** Start INPUT FOR THIS TASK **

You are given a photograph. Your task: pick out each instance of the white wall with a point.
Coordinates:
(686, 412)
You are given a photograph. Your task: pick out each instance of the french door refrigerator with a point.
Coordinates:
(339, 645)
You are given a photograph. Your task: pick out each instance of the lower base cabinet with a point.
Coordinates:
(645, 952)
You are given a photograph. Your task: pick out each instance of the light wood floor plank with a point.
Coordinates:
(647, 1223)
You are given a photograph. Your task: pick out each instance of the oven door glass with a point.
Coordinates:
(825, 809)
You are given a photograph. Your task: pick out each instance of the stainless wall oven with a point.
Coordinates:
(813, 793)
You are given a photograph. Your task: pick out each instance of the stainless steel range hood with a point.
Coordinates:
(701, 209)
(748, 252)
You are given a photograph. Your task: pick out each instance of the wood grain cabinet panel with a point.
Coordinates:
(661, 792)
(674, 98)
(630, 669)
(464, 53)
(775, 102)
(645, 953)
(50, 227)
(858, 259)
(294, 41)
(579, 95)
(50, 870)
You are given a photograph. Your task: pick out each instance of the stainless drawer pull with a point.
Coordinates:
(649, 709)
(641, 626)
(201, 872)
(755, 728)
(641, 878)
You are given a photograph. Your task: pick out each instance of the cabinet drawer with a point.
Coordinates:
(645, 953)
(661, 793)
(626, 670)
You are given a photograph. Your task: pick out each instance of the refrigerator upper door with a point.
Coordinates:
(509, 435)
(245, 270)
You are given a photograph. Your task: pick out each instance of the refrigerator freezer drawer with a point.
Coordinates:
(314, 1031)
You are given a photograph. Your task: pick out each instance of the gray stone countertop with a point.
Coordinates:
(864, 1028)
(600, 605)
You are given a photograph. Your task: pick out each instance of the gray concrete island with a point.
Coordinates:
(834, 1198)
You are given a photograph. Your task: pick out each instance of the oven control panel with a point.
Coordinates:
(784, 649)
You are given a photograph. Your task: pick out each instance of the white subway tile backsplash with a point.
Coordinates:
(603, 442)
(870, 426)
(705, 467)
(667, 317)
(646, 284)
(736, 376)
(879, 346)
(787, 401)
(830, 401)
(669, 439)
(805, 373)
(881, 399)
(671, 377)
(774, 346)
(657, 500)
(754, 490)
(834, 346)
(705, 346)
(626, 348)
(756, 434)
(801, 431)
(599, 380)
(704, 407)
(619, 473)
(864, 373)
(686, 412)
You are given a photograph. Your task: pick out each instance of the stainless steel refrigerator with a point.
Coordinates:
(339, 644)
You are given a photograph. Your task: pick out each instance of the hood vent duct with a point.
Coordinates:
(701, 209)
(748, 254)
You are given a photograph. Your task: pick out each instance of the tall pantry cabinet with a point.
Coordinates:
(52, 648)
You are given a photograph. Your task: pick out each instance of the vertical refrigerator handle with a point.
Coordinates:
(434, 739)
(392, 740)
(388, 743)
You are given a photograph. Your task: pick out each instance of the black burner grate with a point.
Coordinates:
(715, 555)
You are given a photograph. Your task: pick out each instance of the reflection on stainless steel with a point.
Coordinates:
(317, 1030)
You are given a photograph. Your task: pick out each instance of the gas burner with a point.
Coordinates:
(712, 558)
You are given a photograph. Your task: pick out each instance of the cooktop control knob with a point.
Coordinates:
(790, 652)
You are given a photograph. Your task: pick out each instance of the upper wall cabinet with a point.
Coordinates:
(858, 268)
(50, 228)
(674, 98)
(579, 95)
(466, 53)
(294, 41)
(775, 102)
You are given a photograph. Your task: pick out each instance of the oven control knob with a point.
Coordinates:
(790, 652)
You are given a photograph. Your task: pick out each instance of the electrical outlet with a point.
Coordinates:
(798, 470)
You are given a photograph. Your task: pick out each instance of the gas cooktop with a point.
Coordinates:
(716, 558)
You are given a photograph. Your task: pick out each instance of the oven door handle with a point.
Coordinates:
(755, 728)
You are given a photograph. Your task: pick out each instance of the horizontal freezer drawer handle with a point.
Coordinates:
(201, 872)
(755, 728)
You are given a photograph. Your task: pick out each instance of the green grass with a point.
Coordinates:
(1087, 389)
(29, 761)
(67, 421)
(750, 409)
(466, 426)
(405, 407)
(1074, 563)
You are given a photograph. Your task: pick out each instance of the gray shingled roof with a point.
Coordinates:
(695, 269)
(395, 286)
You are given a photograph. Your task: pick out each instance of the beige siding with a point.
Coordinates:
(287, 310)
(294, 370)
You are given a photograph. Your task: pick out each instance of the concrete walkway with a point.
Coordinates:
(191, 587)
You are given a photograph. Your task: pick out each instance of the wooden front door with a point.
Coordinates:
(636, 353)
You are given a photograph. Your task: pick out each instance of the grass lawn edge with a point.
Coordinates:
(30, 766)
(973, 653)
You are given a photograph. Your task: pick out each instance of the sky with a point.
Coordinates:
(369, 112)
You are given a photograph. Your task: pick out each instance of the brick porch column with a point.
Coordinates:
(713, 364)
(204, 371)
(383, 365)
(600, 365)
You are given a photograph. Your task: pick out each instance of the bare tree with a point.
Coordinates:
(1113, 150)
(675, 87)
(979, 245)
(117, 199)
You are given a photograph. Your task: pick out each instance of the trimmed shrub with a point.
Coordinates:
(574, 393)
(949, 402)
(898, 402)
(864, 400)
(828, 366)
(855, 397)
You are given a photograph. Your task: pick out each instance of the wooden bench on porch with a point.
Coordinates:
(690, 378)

** End INPUT FOR THIS TASK **

- TASK DIRECTIONS
Write out exactly the final stretch of the records: the line containing "sky with a point." and every line after it, through the last, and nothing else.

- FULL SOLUTION
You are given a photograph. Your task: pick out each instance of the sky with a point.
Coordinates:
(369, 112)
You are given a photograph. Your task: pick out each instance of the brick porch column with a point.
Coordinates:
(713, 364)
(204, 371)
(383, 365)
(600, 365)
You are given a photograph. Your task: pick out each instance of the bare tree with a point.
Coordinates:
(1113, 150)
(675, 87)
(979, 245)
(117, 199)
You are given a photograph. Your task: pick out each instance of the trimmed shrub with a point.
Coordinates:
(574, 393)
(949, 402)
(898, 402)
(864, 400)
(828, 366)
(855, 397)
You are given a photograph. Your task: pick out each instance of the wooden bench on porch with a point.
Coordinates:
(690, 378)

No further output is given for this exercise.